TOQUE DEVAGAR

Com seis esculturas cinéticas monumentais construídas com tubos e braçadeiras, Toque Devagar ocupa a Praça Tiradentes, ponto histórico no Centro do Rio de Janeiro. As obras cinéticas são distribuídas simetricamente em torno da escultura de D. Pedro I (Maximiano Mafra, 1862), no centro da praça. 

A mostra pública é acompanhada da exposição Processo, com curadoria do arquiteto Pedro Rivera, no Studio X, laboratório de arquitetura da Universidade de Columbia localizado na mesma praça.

Raul Mourão e sua arte de andar nas ruas do Rio de Janeiro

por Michael Asbury

Denominada Praça Tiradentes em 1890, em antecipação ao centenário (1892) da execução do mártir da Independência, o novo nome livrou-se das associações monárquicas do antigo, Praça da Constituição, que celebrava o local onde D. Pedro I, em 1821, jurou fidelidade à constituição portuguesa da sacada do Real Teatro São João (onde atualmente se encontra o Teatro João Caetano).

Renomeada um ano após a Proclamação da República, a Praça ficava, assim, desvencilhada de sua conotação monárquica, enquanto a referência à independência da nação era mantida. Esta última estava associada ao local desde 1862, com a instalação da estátua equestre de D. Pedro I, representado no momento em que declara “independência ou morte”. A estátua em si não é insignificante. Foi a primeira a ser erguida no Rio de Janeiro, por meio de um concurso internacional, cujo vencedor foi Maximiano Mafra. Executada em Paris por Louis Rochet, o projeto contou com a colaboração de um jovem aprendiz, Augusto Rodin.
+ + + +
▶ [TAREFA A]:
Liste, na ordem em que aparecem e sem repetição, todos os anos citados no trecho sobre a Praça Tiradentes.
+ + + +
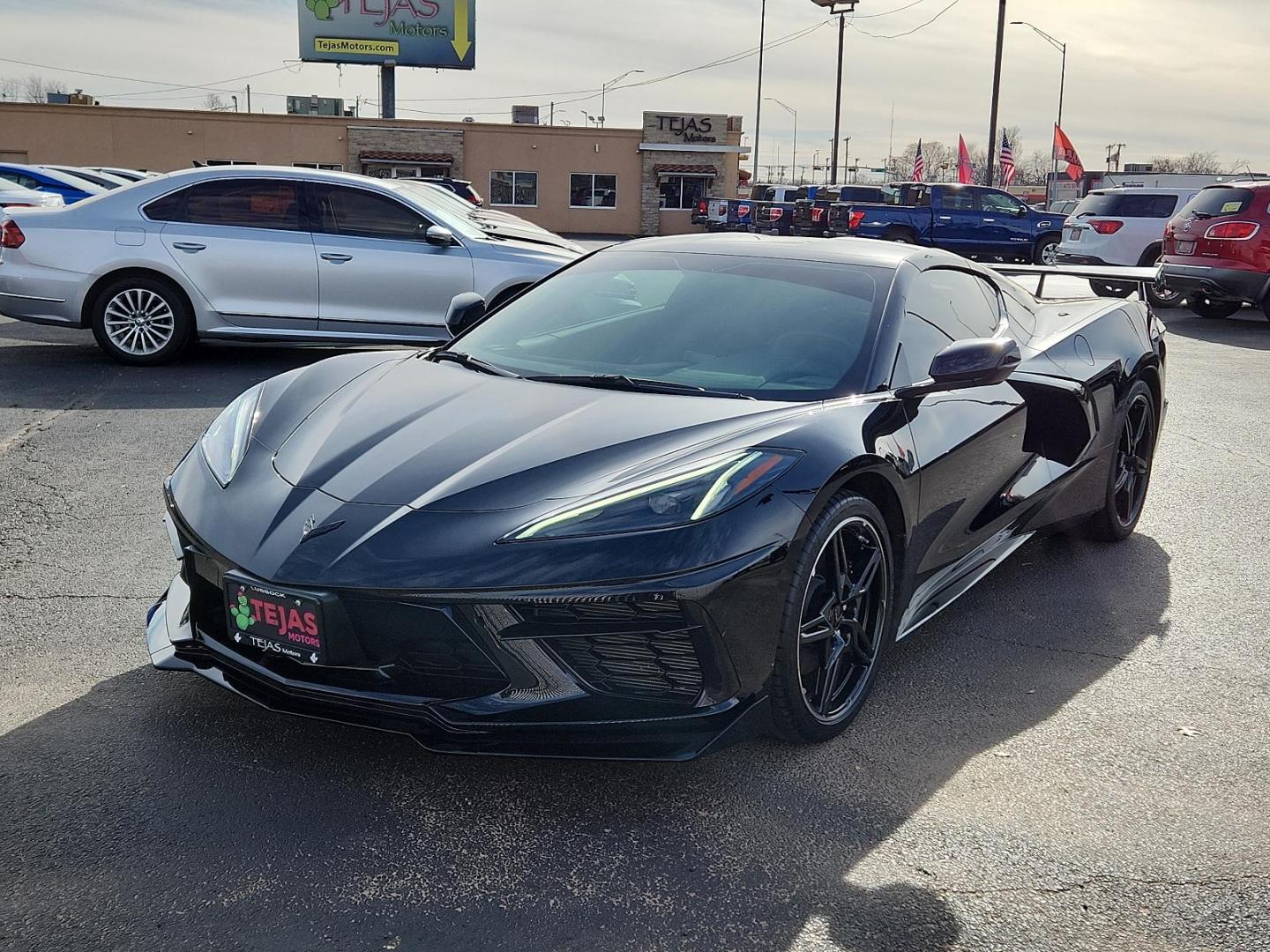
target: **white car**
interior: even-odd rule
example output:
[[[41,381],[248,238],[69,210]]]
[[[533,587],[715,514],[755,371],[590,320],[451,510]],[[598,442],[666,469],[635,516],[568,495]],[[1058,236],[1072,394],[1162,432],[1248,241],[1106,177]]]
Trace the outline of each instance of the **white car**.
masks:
+ + + +
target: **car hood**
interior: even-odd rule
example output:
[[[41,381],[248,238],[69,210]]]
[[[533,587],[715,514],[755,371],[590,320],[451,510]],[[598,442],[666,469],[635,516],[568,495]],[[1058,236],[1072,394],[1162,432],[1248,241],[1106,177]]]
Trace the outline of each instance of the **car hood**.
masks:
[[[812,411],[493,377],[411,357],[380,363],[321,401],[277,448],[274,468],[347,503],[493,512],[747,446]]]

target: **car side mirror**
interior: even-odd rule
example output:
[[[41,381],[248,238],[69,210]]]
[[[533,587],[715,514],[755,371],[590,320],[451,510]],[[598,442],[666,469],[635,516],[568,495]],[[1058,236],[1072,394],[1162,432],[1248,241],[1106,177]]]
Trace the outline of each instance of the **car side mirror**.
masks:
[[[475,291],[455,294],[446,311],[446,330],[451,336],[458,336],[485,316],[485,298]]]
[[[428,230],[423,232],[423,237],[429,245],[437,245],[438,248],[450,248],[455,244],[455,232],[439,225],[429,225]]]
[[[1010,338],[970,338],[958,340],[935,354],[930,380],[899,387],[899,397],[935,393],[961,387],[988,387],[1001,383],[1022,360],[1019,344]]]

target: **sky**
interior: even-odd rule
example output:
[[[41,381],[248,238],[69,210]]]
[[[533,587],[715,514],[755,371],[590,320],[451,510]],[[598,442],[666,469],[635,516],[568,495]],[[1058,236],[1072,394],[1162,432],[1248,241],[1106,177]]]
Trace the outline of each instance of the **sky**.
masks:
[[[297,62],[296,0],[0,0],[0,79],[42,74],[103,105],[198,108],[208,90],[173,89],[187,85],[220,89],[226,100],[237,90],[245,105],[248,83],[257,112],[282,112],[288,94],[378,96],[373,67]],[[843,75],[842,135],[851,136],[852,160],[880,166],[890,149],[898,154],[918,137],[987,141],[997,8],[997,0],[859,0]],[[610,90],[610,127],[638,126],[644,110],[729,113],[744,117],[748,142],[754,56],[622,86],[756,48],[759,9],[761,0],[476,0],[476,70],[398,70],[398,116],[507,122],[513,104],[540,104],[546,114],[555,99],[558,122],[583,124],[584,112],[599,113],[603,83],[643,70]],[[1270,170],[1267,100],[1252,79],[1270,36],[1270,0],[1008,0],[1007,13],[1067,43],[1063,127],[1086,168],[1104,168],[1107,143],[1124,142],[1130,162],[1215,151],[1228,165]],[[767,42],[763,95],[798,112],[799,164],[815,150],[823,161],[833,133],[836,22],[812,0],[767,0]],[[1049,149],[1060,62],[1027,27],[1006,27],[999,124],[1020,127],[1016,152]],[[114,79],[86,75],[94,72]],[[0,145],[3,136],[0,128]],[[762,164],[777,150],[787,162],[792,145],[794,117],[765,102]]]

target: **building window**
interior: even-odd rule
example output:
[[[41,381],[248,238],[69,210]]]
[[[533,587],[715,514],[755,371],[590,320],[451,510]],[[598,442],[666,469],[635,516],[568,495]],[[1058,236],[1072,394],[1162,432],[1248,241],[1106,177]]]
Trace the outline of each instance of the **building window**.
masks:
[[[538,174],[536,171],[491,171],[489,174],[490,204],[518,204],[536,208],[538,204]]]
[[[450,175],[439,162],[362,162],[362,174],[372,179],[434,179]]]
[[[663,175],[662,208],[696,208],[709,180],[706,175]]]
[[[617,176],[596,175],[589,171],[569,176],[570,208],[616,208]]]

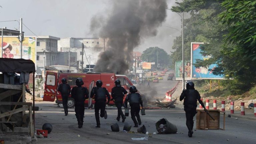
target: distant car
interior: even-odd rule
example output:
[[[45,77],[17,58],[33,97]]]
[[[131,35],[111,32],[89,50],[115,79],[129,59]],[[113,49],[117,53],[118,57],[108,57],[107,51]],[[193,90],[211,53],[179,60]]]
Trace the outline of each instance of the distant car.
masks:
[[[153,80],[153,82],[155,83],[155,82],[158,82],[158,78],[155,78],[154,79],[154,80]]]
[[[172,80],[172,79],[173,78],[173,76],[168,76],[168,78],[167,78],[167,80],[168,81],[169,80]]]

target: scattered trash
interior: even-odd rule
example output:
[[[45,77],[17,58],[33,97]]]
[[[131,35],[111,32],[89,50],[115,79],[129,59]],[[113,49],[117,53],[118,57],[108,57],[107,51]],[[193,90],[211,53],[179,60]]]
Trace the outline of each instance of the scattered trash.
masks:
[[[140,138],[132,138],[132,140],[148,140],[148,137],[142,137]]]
+ + + +
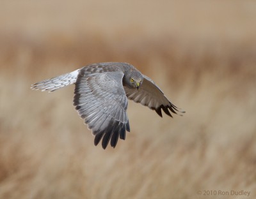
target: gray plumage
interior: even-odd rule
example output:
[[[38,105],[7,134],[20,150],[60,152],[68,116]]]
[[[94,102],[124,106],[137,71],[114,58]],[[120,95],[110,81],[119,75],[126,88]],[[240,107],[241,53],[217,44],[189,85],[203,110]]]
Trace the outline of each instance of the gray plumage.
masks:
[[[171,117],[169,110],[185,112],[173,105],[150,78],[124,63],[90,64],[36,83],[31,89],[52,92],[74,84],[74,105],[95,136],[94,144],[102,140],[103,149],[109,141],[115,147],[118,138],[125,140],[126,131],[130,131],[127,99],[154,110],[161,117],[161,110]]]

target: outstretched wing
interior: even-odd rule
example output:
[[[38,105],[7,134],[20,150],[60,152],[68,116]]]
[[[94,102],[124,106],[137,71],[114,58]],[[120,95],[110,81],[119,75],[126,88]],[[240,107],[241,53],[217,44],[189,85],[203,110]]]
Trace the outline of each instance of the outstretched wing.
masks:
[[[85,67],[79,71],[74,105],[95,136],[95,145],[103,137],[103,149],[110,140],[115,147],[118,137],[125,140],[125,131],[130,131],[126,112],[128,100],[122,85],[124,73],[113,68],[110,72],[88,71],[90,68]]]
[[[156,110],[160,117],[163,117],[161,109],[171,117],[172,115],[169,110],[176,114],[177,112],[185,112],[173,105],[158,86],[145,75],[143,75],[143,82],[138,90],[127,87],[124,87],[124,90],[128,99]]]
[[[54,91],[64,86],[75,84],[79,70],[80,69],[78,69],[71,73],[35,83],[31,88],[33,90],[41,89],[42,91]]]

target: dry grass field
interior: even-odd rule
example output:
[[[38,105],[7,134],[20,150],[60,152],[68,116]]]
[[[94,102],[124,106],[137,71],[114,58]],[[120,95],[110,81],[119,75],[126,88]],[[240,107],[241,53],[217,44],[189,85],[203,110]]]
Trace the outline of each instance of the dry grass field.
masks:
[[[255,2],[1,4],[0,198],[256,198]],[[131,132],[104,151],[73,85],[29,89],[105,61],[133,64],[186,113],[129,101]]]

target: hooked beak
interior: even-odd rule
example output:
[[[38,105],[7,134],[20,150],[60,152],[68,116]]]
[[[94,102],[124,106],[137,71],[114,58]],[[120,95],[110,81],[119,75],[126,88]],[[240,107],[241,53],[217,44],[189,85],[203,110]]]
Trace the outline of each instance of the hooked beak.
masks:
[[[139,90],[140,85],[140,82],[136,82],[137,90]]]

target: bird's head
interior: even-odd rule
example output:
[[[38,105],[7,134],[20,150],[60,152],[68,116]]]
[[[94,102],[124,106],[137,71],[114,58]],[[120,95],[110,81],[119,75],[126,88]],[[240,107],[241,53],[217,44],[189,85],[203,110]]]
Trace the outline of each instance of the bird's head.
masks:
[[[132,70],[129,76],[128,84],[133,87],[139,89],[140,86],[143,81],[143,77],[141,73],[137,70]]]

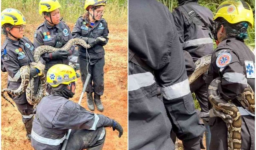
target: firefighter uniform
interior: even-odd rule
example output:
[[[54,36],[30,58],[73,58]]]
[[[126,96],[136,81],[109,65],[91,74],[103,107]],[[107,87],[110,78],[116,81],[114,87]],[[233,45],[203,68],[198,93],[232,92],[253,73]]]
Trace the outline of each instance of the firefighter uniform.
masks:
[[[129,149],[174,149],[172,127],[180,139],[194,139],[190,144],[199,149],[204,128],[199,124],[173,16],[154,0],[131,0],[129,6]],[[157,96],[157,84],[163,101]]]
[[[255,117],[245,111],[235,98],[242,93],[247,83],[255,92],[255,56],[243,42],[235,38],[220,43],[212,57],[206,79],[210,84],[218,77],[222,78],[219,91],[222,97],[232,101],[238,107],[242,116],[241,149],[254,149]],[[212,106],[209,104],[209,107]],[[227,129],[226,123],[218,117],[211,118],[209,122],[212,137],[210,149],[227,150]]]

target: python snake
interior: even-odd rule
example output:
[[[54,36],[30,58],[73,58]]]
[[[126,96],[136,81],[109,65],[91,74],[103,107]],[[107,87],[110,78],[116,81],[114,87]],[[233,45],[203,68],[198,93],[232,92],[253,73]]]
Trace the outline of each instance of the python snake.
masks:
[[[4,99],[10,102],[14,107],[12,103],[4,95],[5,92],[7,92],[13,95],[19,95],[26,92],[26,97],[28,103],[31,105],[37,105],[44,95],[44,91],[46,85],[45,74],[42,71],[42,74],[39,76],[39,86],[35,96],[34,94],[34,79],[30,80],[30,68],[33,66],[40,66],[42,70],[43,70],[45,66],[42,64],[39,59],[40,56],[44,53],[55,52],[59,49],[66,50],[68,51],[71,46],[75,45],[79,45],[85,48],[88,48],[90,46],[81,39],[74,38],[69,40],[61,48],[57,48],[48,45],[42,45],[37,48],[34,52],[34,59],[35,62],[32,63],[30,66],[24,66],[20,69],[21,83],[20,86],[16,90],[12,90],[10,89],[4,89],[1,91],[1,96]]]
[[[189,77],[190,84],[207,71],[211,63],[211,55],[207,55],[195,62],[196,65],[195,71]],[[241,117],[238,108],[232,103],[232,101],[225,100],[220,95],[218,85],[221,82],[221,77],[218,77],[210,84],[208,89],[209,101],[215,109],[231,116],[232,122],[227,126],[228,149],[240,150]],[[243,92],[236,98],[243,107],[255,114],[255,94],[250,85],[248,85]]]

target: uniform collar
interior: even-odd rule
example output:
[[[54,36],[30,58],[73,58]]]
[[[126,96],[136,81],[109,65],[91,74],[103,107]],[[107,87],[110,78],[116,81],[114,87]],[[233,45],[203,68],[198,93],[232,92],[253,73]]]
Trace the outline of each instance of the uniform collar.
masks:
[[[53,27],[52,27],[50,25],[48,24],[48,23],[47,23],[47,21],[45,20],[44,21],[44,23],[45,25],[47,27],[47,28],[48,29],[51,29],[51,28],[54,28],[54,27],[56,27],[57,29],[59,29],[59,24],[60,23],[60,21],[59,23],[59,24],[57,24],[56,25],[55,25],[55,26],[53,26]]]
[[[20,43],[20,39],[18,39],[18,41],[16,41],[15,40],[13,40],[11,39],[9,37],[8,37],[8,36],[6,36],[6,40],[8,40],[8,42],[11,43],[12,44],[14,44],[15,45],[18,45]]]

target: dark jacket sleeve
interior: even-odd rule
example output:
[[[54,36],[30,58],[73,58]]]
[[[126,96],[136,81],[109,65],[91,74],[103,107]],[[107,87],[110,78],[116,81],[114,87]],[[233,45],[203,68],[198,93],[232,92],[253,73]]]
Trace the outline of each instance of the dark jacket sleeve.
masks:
+ + + +
▶ [TAREFA B]:
Edite as linhas de dados entre a linha que contém "target: scattered trash" e a que contém "[[[140,138],[132,138],[132,140],[148,140],[148,137],[142,137]]]", inclusive, trocando "scattered trash" por "loose litter". Devolva somente essas linhas, sem nenhuma outra alteração.

▶ [RESULTADO CORRETO A]:
1862, 1890, 1892, 1821

▶ [RESULTADO CORRETO B]:
target: loose litter
interior: even-odd rule
example output:
[[[45,77],[17,58],[33,97]]]
[[[131,35],[111,32],[89,50],[115,79],[129,59]],[[113,49],[117,53],[118,57],[108,57],[107,51]],[[193,90],[211,53],[179,60]]]
Trace the outline of each instance of the loose litter.
masks:
[[[140,138],[132,138],[132,140],[148,140],[148,137],[142,137]]]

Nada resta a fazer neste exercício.